Copy the records below exactly as they are written.

---- Data excerpts

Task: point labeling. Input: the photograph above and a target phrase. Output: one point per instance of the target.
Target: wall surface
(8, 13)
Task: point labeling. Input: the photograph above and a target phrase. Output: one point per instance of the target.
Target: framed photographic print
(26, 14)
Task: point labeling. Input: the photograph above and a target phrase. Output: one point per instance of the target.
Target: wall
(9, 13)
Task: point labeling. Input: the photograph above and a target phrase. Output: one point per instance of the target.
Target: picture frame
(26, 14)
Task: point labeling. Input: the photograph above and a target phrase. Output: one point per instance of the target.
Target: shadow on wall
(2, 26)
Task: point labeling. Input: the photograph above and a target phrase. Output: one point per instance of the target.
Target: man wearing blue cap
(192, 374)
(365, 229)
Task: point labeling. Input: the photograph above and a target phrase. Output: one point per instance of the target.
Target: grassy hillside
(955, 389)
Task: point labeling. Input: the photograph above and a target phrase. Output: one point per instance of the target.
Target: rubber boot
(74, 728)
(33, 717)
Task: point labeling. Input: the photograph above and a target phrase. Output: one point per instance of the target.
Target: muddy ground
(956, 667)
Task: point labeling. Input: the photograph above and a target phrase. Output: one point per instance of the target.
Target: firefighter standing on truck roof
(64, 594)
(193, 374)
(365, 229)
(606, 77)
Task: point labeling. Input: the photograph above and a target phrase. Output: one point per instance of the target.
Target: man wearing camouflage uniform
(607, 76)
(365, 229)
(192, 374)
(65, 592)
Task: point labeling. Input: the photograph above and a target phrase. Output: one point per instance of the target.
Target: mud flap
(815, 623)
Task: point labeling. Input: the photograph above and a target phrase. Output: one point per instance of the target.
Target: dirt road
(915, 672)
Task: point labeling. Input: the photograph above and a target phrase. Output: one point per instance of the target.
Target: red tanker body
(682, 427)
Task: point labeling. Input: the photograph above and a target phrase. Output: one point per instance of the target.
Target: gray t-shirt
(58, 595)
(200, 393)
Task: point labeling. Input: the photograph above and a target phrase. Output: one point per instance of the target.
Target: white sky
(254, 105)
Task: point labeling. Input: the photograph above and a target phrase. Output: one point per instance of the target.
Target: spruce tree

--------

### Solved problem
Task: point labeling. Input: the photograph above and a target phrase. Output: one point per instance of the target.
Target: wall surface
(8, 13)
Task: point labeling. Input: the photograph above and a target phrase. Output: one point per instance of the target.
Target: framed photographic print
(26, 14)
Task: point labeling. Input: the photograph above and a target phrase. Output: one point per instance of the target.
Target: wall
(9, 13)
Task: point labeling. Input: the photograph above and a target phrase. Output: one point per instance of the target.
Target: picture frame
(26, 14)
Task: point labeling. Input: the photograph above and a target phrase. Output: one point per instance of the target.
Target: shadow on wall
(2, 26)
Task: point labeling. Input: the photograph above and a target phrase. Output: one point per instance of the target.
Target: man wearing blue cap
(192, 374)
(365, 229)
Task: point labeling. Input: the photograph above and a target phrase. Output: one point per instance of the target.
Target: grassy hillside
(955, 389)
Task: point labeling. Input: the photograph above and a target phrase. Output: one point per instance of the target.
Target: rubber boot
(74, 728)
(33, 717)
Task: point labeling. Input: the photograph above and a target phrase. Output: one point per instance of the target.
Target: muddy ground
(956, 667)
Task: point labeling. Input: the photograph above and a target phrase. Output: one point per instance of the target.
Target: firefighter standing on truck roof
(64, 594)
(193, 374)
(365, 229)
(606, 77)
Task: point labeling. Input: the photograph above and a target phrase. Output: one point per instance of the target.
Target: man wearing camouflage uniform
(607, 76)
(365, 229)
(192, 374)
(65, 592)
Task: point labeling. Input: the photograph above and a target phrase. Output: one point per instance of the target.
Target: mud flap
(815, 623)
Task: point labeling. Input: the photograph above and a target phrase. Output: one point per instance of the target.
Target: dirt road
(915, 672)
Task: point labeling. Input: the photograph above and a target phrase. Output: one point per instance of the target.
Target: red tanker body
(682, 427)
Task: point labeling. Input: the photograph above and a target phrase. Output: one point per instance of the target.
Target: gray t-shirt
(58, 595)
(200, 393)
Task: point labeling. Input: the photograph above and a target phrase. Output: one point per instance of the target.
Target: white sky
(254, 105)
Task: point labeling. Input: the photograph above and a target phrase. Output: one point per instance of the target.
Target: spruce tree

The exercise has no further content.